-- START --

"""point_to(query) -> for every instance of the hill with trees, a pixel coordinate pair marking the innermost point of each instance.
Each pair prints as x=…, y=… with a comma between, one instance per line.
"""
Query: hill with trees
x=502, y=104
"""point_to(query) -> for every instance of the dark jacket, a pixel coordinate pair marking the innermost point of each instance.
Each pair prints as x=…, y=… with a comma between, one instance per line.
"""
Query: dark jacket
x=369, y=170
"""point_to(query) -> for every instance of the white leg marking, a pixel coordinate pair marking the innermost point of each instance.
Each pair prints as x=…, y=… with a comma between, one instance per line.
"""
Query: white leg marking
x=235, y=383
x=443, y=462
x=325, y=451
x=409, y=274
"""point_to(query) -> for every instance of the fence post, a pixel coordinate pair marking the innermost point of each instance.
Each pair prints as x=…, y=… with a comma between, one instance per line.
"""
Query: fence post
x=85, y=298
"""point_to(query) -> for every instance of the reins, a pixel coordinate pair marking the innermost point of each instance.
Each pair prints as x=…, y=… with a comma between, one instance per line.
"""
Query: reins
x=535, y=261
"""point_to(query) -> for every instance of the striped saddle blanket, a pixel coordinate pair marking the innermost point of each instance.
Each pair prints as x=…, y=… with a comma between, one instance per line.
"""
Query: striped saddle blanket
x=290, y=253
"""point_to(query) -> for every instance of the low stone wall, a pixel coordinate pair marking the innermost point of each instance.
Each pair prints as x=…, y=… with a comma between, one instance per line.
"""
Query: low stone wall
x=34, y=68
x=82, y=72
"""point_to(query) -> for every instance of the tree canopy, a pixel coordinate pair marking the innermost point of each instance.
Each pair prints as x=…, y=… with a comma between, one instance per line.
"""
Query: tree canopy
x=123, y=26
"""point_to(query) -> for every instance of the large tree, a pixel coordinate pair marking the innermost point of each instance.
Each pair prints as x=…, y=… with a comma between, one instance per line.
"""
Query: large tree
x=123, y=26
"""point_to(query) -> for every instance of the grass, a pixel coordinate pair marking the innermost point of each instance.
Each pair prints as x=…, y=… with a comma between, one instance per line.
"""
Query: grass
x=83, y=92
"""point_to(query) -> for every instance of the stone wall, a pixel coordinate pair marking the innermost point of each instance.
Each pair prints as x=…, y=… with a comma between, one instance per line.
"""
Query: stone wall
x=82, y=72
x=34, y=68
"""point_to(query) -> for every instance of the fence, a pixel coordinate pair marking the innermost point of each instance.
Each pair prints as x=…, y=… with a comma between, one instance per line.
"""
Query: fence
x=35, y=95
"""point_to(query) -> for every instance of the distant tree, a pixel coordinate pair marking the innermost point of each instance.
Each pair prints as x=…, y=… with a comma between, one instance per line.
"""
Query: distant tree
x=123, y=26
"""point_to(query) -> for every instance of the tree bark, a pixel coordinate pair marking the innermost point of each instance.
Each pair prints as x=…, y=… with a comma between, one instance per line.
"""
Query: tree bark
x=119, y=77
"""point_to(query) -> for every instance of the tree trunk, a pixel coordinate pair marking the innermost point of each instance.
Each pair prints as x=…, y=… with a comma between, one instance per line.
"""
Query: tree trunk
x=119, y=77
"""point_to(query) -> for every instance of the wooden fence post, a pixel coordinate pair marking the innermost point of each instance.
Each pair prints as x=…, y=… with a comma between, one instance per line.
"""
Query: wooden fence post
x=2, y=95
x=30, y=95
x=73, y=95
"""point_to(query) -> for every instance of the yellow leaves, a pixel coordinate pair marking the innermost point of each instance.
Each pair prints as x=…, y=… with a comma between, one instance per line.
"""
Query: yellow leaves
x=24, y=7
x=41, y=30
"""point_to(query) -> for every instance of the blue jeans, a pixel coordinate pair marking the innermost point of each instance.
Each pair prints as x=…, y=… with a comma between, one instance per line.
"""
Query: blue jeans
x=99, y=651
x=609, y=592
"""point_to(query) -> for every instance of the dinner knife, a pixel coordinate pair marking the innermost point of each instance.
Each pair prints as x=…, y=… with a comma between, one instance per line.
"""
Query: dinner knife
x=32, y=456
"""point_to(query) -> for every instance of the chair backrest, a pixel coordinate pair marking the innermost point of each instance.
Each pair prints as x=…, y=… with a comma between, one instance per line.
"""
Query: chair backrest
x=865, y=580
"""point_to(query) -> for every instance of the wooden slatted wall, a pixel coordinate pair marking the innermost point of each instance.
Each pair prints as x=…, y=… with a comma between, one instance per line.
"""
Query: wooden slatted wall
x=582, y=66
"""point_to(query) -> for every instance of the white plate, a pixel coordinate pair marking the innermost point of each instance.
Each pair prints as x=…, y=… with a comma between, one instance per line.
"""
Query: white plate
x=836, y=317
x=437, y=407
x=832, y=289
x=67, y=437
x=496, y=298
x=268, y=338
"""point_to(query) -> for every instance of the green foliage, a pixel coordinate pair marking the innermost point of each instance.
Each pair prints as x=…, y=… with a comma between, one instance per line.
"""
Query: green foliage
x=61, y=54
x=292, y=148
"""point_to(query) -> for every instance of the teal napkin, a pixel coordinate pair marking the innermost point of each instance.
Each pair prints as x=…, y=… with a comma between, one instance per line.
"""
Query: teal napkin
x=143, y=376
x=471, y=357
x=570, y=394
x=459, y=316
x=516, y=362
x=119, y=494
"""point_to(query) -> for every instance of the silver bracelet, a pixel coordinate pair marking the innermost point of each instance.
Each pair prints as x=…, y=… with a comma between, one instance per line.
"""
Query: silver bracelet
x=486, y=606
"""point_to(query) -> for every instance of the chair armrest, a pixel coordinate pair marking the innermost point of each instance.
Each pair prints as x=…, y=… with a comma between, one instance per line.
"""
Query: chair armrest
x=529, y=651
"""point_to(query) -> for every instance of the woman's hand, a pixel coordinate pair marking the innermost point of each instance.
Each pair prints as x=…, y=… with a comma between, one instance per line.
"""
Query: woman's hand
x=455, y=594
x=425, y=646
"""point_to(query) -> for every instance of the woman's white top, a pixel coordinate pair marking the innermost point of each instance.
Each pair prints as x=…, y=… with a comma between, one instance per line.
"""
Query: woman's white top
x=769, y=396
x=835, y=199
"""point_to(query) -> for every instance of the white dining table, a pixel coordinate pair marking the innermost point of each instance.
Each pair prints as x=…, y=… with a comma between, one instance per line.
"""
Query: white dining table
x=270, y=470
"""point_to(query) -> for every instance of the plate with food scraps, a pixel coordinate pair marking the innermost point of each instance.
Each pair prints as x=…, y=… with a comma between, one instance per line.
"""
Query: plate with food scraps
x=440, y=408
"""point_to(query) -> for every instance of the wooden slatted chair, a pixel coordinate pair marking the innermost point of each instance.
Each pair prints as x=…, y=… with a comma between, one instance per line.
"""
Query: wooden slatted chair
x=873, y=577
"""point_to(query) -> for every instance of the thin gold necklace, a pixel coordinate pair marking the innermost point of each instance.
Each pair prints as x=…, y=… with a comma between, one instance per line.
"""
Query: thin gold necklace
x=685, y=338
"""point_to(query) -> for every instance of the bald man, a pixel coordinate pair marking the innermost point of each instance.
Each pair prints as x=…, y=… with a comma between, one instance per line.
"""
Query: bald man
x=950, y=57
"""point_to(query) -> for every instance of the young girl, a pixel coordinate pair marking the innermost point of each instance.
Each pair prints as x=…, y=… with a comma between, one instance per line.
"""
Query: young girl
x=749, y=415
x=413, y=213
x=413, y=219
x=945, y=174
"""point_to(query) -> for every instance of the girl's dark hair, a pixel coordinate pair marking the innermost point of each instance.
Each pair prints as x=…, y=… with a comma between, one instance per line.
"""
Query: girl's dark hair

-- END --

**What is needed**
Reproduce every one of the records above word for word, from the first line through the last.

**Result below**
"""point_to(query) -> for every instance of the hill with trees, a pixel coordinate pair marking the innermost point of each instance.
Each pair prints as x=…, y=… with a comma between, one instance per line.
"""
Query: hill with trees
x=502, y=104
"""point_to(query) -> for every instance of the dark jacket, a pixel coordinate pair marking the innermost point of each instance.
Each pair prints as x=…, y=… with a comma between, one instance per line.
"""
Query: dark jacket
x=369, y=170
"""point_to(query) -> for every instance of the white leg marking, a pixel coordinate pair marking the innermost point of each instance.
Each pair prints as x=…, y=… with a comma between, one instance per line.
"""
Query: white leg marking
x=235, y=383
x=443, y=462
x=325, y=451
x=409, y=274
"""point_to(query) -> for every instance of the fence post, a pixel coordinate pair marking the innermost point of each instance.
Each pair prints as x=…, y=… with a comma between, one instance per line.
"""
Query: fence post
x=85, y=298
"""point_to(query) -> for every instance of the reins, a pixel coordinate pair marking the innermost point of each instance.
Each pair prints as x=…, y=… with a comma between, one instance per line.
"""
Query: reins
x=535, y=261
"""point_to(query) -> for every instance of the striped saddle blanket, a pixel coordinate pair marking the innermost point of each instance.
Each pair prints as x=…, y=… with a comma between, one instance per line.
"""
Query: striped saddle blanket
x=290, y=253
"""point_to(query) -> for every instance of the low stone wall, a pixel coordinate pair marking the innermost point of each instance.
Each pair prints as x=…, y=… with a comma between, one instance per line.
"""
Query: low stone wall
x=34, y=68
x=82, y=72
"""point_to(query) -> for every instance of the tree canopy, a pixel coordinate pair marking the innermost point of each instance.
Each pair prints as x=…, y=… with a comma between, one instance per line.
"""
Query: tree canopy
x=123, y=26
"""point_to(query) -> for every instance of the large tree, a pixel coordinate pair marking the innermost point of each instance.
Each pair prints as x=…, y=… with a comma between, one instance per line.
"""
Query: large tree
x=123, y=26
"""point_to(query) -> for every instance of the grass, a pixel coordinate pair marking the innermost point of each instance.
Each pair prints as x=…, y=… with a comma between, one instance per line.
"""
Query: grass
x=83, y=92
"""point_to(query) -> for every instance of the stone wall, a pixel coordinate pair marking the innermost point of each instance.
Each pair prints as x=…, y=… with a comma between, one instance per line.
"""
Query: stone wall
x=82, y=72
x=34, y=68
"""point_to(query) -> for every instance of the fence, a pixel coordinate pair marking the innermost point of each instance.
Each pair prints as x=…, y=… with a comma between, one instance per line.
"""
Query: fence
x=35, y=95
"""point_to(query) -> for every instance of the distant tree, a pixel coordinate pair marking the innermost point of each instance.
Each pair prints as x=…, y=… with a comma between, one instance per line.
"""
Query: distant tree
x=123, y=26
"""point_to(query) -> for every instance of the tree bark, a pixel coordinate pair marking the innermost point of each instance.
Each pair prints as x=…, y=… with a comma between, one instance per line.
"""
Query: tree bark
x=119, y=77
"""point_to(query) -> for every instance of the tree trunk, a pixel coordinate pair marking the innermost point of each instance.
Each pair prints as x=…, y=… with a comma between, one instance per line.
"""
Query: tree trunk
x=119, y=77
"""point_to(query) -> for every instance of the wooden fence post, a pixel coordinate pair marking the innermost point of each instance.
Each pair prints as x=…, y=… with a comma between, one instance per line.
"""
Query: wooden fence post
x=2, y=95
x=30, y=95
x=73, y=95
"""point_to(query) -> for every instance of the yellow leaves, a pixel coordinate pair marking the innermost point of each instance.
Each pair prints as x=…, y=… with a comma between, one instance per line.
"""
Query: yellow leaves
x=24, y=7
x=41, y=30
"""point_to(query) -> for every instance of the blue jeans, a pixel coordinate pair marking the innermost point of each instance.
Each pair prints as x=…, y=… with a comma between, one instance per line.
"""
Query: blue jeans
x=99, y=651
x=609, y=592
"""point_to(query) -> for every instance of the dinner knife, a pixel coordinate pair marking the innermost point of each instance.
Each pair prints as x=…, y=… with a comma between, one instance per line.
"""
Query: dinner knife
x=32, y=456
"""point_to(query) -> for every instance of the chair backrest, a pixel coordinate pair marking the innermost point of each instance.
Each pair prints as x=…, y=… with a comma between, one instance per line.
"""
Query: chair backrest
x=865, y=580
"""point_to(query) -> for every instance of the wooden slatted wall, a pixel coordinate pair marking the innermost point of each instance.
Each pair prints as x=…, y=… with a comma between, one instance per line.
"""
Query: wooden slatted wall
x=582, y=66
"""point_to(query) -> for every instance of the white plate, a pixel coordinate pair marking the innermost point of each instance.
Each pair prints as x=…, y=… with a comma between, one instance per line.
"""
Query: white plate
x=836, y=317
x=437, y=407
x=832, y=289
x=67, y=437
x=496, y=298
x=268, y=338
"""point_to(query) -> for every instance of the green foliage, a pixel coordinate pair marking the innermost point of each instance.
Each pair prints as x=…, y=… with a comma between, one instance per line.
"""
Query: green foliage
x=61, y=54
x=292, y=148
"""point_to(query) -> for every instance of the teal napkin, a pixel coordinate pair marking the innermost point of each instance.
Each pair prints as x=…, y=… with a comma between, one instance per line.
"""
Query: teal napkin
x=143, y=376
x=471, y=357
x=570, y=394
x=459, y=316
x=516, y=362
x=119, y=494
"""point_to(query) -> for every instance of the silver bracelet, a pixel coordinate pair marking the innermost point of each instance.
Each pair prints as x=…, y=… with a comma between, one instance per line.
"""
Query: silver bracelet
x=486, y=606
"""point_to(query) -> for every instance of the chair armrest, a pixel coordinate pair marking the innermost point of each instance.
Each pair prints as x=…, y=… with a comma between, one instance per line.
"""
Query: chair armrest
x=529, y=651
"""point_to(query) -> for every instance of the woman's hand, a pixel coordinate pair marking the innermost point of each instance.
Each pair prints as x=…, y=… with a comma between, one instance per line.
"""
Query: woman's hand
x=455, y=594
x=425, y=646
"""point_to(query) -> for every instance of the woman's white top, a pixel coordinate pair marking the innermost point of each instance.
Each pair prints as x=…, y=… with a comma between, one instance per line.
"""
Query: woman's white top
x=769, y=396
x=835, y=199
"""point_to(query) -> for every instance of the white dining table, a pixel coordinate pair marking the innermost point of each instance.
Each pair prints as x=…, y=… with a comma between, one instance per line.
"""
Query: white dining table
x=270, y=470
"""point_to(query) -> for every instance of the plate with food scraps, a pixel coordinate pair marking the innermost point of each instance.
Each pair prints as x=…, y=… with a comma between, one instance per line.
"""
Query: plate with food scraps
x=440, y=408
"""point_to(query) -> for every instance of the wooden slatted chair, a pixel coordinate pair marking the innermost point of each instance.
Each pair prints as x=…, y=… with a comma between, one instance per line.
"""
Query: wooden slatted chair
x=873, y=577
"""point_to(query) -> for every instance of the thin gold necklace, a pixel coordinate pair marking the innermost point of each instance.
Each pair prints as x=…, y=… with a comma between, one instance per line.
"""
Query: thin gold necklace
x=685, y=338
"""point_to(query) -> for every instance of the bald man, a pixel coordinate pair marking the innermost point of each instance.
Each pair prints as x=…, y=… with a comma between, one instance per line.
"""
Query: bald man
x=950, y=57
"""point_to(query) -> for every instance of the young girl, a pixel coordinate pair marking the innermost point of each instance.
Each pair prints as x=…, y=… with a comma between, one instance per line.
"""
Query: young girl
x=749, y=415
x=413, y=213
x=413, y=219
x=945, y=174
"""point_to(query) -> for every instance of the girl's dark hair, a pixel coordinate pair marking the innermost point of each instance.
Each pair prints as x=…, y=… with a comma between, one instance per line.
"""
Query: girl's dark hair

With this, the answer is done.